Answer these questions from the article on electrical stimulation for bone healing.
(a) How many bones does the average human adult have, according to the article?
(b) Which company developed the bone-growth stimulator that was used?
(c) At what time of day is the stimulator unit usually worn?

[Text under study]
Segment Open

February 6, 2007 -- THERE are 206 bones in your average human adult, and each one can be broken in myriad and troubling ways. Some breaks are minor and heal easily in a cast. Others can be more complicated, requiring surgery and lengthy rehabilitation. Thus, it's true that a fractured bone is never less than annoying and frequently to usually quite painful and debilitating.


But there may be a way to heal bones quicker: Zap it!


"Scientific studies have shown that electricity stimulates bone formation in the laboratory, and clinical studies have confirmed improved bone healing of problem fractures with the use of electrical stimulation," says orthopedic surgeon Dr. S. Robert Rozbruch of the Orthopedic Trauma Service at New York-Presbyterian Hospital/Weill Cornell Medical Center.


Don't worry - we're not talking about electroshock treatment, nor should you try to self-medicate by sticking your finger in a socket.


"We use electrical stimulation for many fractures as an adjuvant to our normal treatment," Rozbruch says. "The patient wears a padded coil or pads on the skin inducing a painless electromagnetic field. This field created is similar to the normal electrical impulses in the body that stimulate fracture healing," he adds. By mimicking those normal impulses, the use of electrical stimulation is like pushing a fast-forward button on fracture healing.


The bone-growth stimulator used was developed by EBI Medical Systems in Parsippany, N.J. The unit is lightweight and usually worn at night. You can wear it along with a cast or it can be a complement to any surgical treatment, and the location is customized for each individual.


While every fracture has its own personality, some needing a cast and others needing surgery, all can benefit from something that improves bone healing. Rozbruch points out that "electrical stimulation is a painless, noninvasive modality that helps fractures heal, and we often use this as an adjuvant to our routine treatment." And anything that shortens the time someone is in a cast makes everyone - doctors and patients - happier.

Segment Closed

[Free-text descriptions of objects]
Segment Open

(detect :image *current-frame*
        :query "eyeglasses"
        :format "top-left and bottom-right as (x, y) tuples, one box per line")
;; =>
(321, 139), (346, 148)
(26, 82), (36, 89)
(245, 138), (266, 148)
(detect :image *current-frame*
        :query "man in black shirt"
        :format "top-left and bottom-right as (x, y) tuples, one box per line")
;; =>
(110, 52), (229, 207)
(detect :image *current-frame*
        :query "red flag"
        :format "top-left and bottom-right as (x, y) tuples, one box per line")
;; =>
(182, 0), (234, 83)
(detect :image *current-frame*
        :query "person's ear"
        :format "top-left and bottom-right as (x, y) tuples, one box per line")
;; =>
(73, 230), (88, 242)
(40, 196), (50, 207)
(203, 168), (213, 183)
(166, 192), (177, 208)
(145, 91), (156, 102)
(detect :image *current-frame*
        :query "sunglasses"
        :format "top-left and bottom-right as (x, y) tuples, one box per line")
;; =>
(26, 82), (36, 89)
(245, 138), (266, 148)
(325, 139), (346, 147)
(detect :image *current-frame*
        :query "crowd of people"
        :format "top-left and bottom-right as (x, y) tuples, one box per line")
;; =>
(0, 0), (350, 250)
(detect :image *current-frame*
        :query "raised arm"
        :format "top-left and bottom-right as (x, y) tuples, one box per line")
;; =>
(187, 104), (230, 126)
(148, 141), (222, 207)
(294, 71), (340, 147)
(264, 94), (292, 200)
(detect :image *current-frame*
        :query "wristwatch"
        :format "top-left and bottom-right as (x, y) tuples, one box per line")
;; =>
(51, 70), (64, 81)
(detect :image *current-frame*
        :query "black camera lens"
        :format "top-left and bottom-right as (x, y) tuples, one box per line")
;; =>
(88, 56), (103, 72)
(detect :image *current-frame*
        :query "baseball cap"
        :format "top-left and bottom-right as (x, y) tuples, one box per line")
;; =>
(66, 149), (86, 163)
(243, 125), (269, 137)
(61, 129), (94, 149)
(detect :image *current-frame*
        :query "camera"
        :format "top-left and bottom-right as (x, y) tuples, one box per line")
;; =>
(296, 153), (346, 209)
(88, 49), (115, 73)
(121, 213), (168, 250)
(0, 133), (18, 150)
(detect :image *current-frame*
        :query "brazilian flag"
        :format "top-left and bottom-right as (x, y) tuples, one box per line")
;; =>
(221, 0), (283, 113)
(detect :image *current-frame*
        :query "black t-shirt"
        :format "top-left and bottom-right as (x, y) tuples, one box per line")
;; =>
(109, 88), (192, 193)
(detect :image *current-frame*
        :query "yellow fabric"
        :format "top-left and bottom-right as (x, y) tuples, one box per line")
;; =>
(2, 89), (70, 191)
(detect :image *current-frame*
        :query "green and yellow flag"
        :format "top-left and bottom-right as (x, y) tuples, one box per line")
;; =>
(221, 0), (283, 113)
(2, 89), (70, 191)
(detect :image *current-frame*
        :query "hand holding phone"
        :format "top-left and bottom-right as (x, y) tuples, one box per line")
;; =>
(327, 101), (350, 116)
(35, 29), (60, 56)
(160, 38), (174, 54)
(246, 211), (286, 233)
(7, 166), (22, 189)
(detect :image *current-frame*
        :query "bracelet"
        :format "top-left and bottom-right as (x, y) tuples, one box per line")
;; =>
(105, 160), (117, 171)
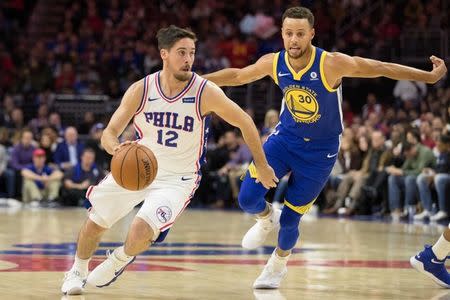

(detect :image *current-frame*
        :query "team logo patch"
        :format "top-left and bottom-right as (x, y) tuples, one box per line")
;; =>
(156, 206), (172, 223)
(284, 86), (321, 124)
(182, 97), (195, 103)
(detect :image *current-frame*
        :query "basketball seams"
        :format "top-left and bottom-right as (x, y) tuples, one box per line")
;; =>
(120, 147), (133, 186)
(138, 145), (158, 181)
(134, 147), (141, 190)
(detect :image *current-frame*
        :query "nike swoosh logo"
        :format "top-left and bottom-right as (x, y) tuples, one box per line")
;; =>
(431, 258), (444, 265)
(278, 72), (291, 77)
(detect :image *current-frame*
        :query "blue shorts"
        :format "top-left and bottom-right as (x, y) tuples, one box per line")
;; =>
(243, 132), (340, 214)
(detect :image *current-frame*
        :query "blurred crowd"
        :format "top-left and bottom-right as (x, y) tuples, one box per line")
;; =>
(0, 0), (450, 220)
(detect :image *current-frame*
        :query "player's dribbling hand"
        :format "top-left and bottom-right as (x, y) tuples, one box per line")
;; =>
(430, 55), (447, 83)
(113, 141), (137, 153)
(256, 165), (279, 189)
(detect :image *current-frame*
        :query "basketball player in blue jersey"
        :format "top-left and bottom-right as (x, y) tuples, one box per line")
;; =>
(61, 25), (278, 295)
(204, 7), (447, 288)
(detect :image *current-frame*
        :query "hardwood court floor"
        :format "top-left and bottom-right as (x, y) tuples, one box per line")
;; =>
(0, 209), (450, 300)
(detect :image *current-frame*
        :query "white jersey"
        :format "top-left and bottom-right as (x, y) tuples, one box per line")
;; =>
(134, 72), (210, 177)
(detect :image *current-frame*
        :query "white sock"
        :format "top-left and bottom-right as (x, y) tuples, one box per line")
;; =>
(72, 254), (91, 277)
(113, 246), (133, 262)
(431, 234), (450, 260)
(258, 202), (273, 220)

Segment Closed

[Result for this task]
(a) 206
(b) EBI Medical Systems in Parsippany, N.J.
(c) At night